All of the data needs to be repeated exactly.

# # #

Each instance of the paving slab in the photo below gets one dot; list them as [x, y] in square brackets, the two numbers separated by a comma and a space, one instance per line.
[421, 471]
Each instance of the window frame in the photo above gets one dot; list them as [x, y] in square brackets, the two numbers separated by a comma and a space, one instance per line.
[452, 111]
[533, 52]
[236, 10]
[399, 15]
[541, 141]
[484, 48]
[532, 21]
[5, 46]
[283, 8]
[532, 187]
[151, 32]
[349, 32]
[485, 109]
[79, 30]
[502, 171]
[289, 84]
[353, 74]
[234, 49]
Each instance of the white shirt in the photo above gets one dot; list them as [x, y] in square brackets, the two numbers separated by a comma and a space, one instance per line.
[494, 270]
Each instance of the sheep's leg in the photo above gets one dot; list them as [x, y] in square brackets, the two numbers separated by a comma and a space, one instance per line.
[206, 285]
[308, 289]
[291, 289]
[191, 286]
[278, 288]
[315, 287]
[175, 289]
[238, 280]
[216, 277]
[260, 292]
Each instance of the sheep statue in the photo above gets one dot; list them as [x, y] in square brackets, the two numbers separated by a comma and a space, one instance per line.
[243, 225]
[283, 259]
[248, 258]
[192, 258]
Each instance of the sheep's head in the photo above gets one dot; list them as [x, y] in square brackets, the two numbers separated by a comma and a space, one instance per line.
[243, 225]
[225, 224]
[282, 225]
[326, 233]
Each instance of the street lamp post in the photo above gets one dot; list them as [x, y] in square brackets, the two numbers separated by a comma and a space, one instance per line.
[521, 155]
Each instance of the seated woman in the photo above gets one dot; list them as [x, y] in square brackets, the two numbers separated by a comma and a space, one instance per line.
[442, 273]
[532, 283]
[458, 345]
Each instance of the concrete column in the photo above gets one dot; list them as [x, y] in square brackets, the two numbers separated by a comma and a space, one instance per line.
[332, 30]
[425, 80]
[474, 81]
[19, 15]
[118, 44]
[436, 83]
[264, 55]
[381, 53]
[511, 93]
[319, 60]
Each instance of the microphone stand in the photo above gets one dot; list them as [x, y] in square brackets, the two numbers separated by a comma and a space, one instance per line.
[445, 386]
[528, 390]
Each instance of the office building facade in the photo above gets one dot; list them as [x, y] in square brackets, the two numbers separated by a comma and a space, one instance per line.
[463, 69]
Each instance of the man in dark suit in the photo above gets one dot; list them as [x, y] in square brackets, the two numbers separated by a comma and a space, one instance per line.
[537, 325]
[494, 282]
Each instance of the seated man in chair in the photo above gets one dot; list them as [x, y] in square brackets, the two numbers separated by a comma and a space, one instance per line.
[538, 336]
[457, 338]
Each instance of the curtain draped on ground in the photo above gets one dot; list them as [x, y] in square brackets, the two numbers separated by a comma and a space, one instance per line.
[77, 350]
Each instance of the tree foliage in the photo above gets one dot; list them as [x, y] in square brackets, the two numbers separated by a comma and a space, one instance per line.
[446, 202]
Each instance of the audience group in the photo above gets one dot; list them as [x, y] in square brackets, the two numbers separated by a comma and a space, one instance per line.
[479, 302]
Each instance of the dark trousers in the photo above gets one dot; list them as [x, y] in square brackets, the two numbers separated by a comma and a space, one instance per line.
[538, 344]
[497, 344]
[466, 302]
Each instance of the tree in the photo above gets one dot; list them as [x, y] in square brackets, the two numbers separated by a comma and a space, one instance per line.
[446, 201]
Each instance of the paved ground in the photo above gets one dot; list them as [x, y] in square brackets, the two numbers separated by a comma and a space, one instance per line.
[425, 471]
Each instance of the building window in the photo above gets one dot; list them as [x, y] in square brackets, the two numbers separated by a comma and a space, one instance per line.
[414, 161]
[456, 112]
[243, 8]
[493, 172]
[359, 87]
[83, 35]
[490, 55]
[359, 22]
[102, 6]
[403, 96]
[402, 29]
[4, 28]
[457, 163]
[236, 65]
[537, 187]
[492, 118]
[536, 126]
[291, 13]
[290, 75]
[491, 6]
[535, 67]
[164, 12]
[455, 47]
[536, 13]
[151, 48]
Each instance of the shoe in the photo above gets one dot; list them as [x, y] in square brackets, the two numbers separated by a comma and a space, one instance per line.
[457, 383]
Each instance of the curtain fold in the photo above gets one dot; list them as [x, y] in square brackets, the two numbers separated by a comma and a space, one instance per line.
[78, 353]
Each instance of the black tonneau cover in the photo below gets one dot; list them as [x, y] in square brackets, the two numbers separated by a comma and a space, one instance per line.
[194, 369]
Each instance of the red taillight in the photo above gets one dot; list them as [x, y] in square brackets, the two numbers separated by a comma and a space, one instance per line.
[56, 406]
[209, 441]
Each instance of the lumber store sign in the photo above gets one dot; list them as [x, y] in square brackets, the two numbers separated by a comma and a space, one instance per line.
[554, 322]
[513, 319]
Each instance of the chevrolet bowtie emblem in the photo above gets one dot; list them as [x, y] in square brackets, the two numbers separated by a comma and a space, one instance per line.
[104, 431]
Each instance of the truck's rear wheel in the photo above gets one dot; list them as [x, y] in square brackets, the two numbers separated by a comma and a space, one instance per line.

# # #

Solved problem:
Each instance of the paving slab in the photo below gets one dot; list them as [x, y] in square brackets, the two numbers separated by a comma and a space, one instance per line.
[421, 471]
Each instance of the window frame in the photo above gets one dot; list them as [x, y] in square brackets, the two numbers separated by a comma and a space, one instance per line.
[452, 111]
[533, 52]
[236, 10]
[399, 15]
[541, 141]
[484, 48]
[532, 21]
[5, 46]
[283, 8]
[532, 187]
[151, 32]
[349, 32]
[485, 109]
[79, 30]
[502, 171]
[289, 84]
[353, 74]
[234, 49]
Each instance of the white shirt in the photo above gets one dot; list them as [x, y] in square brackets, the two numbers separated by a comma and a space, one instance per line.
[494, 270]
Each instance of the sheep's leg in the photo above gets one dot; list them as [x, y] in square brackets, the two numbers separated by a comma and a space, one instance per line.
[206, 285]
[308, 289]
[291, 289]
[191, 286]
[278, 288]
[315, 287]
[175, 289]
[238, 280]
[216, 277]
[260, 292]
Each instance of the sheep statue in the photo above gets one dot; list them as [x, y] in square brackets, the two numbers separated by a comma and a space, one instance per line.
[243, 225]
[283, 259]
[248, 258]
[192, 258]
Each instance of the sheep's head in the photo above gets one dot; list them as [x, y] in square brackets, the two numbers separated by a comma and a space, one instance per line.
[243, 225]
[225, 224]
[282, 225]
[326, 233]
Each instance of the street lamp post in the photo above gets one dot; list them as [x, y] in square brackets, the two numbers separated by a comma and a space, one instance per line.
[521, 155]
Each instance of the seated woman in the photo above gets one dot; list them as [x, y] in square brackets, the two numbers separated by a comma and a space, one instance per line.
[442, 273]
[532, 283]
[458, 345]
Each instance of the concrete column in the photo above gets one dot; list them as [x, y] in square brackets, the two numbers separated by a comma and a space, one instance per line.
[332, 30]
[425, 80]
[474, 81]
[19, 15]
[118, 44]
[436, 83]
[264, 55]
[381, 53]
[511, 93]
[319, 60]
Each instance of the microphone stand in the photo above gets one dot; list them as [x, y] in square brackets, the two numbers separated by a comma and a space, one instance per line.
[445, 386]
[528, 390]
Each instance of the office building facade in the photo above gets one dot; list them as [x, y] in square brackets, the two numbers separated by a comma and a space, one instance per line.
[463, 69]
Each instance of the man in dark suit in the photo above gets one dot; list them as [x, y] in square brackets, the two numbers separated by a comma and a space, one instance per line.
[537, 325]
[494, 282]
Each instance of the seated man in chair in the photo above gets one dot; list them as [x, y] in square brackets, the two numbers separated by a comma and a space, one instance per line.
[538, 336]
[457, 338]
Each instance of the curtain draped on ground in the photo above gets one dot; list them as [x, y] in square brackets, the two numbers separated by a comma and a space, one instance per line.
[77, 350]
Each instance of the tree foliage in the photo above gets one dot; list them as [x, y] in square brackets, the two numbers separated by a comma and a space, one instance per line.
[446, 202]
Each instance of the audience group in the photo above gets one dot; list them as [x, y] in square brackets, the two numbers separated by a comma and a space, one instance per line.
[479, 302]
Each instance of the dark trousers in the photo above gets one dot; list them as [x, y] in square brackets, the two numbers separated by a comma and a space, one instance per line.
[538, 344]
[497, 344]
[466, 302]
Each instance of the tree in the photo above gets one dot; list them as [x, y] in square brackets, the two numbers separated by a comma and a space, one instance per line.
[446, 201]
Each instance of the paved ground in the photo above gets one dot; list them as [x, y] in square brackets, the two numbers separated by a comma and a space, one instance per line.
[425, 471]
Each instance of the building window in the photo above gets one dot; list them as [x, y] in square brackets, the two numbers separated by a comma and a space, one instance per line.
[414, 161]
[456, 112]
[243, 8]
[493, 172]
[359, 87]
[83, 35]
[490, 55]
[359, 22]
[102, 6]
[403, 96]
[402, 29]
[4, 28]
[457, 163]
[236, 65]
[537, 187]
[492, 118]
[536, 126]
[291, 13]
[290, 75]
[491, 6]
[535, 67]
[164, 12]
[455, 47]
[536, 13]
[151, 48]
Each instance of the shoe in the photo above gets one dot; list them as [x, y] in square brackets, the two numbers separated by a comma and a space, one instance per line.
[457, 383]
Each instance of the curtain fold in the photo above gets one dot; list them as [x, y] in square brackets, the two numbers separated by a comma and a space, one instance per line.
[78, 353]
Each instance of the black tonneau cover in the photo below gets one dot; list them as [x, y] in square brackets, the two numbers separated by a comma and a space, one instance per line.
[194, 369]
Each instance of the red taillight in the photo above gets one dot; list them as [x, y] in square brackets, the two numbers separated by a comma and a space, one instance per line.
[56, 406]
[209, 441]
Each instance of the lumber store sign in the photo above gets one dot; list them as [x, y] in square brackets, the two numbers separated by a comma and a space, one instance per line.
[554, 322]
[513, 319]
Each instance of the chevrolet bowtie emblem in the photo above gets one dot; list them as [x, y] in square brackets, the two numbers separated by a comma and a space, one instance per line.
[104, 431]
Each instance of the truck's rear wheel in the photo above gets one dot; list them as [x, y] in square brackets, the two numbers separated by a comma and a space, one instance per line.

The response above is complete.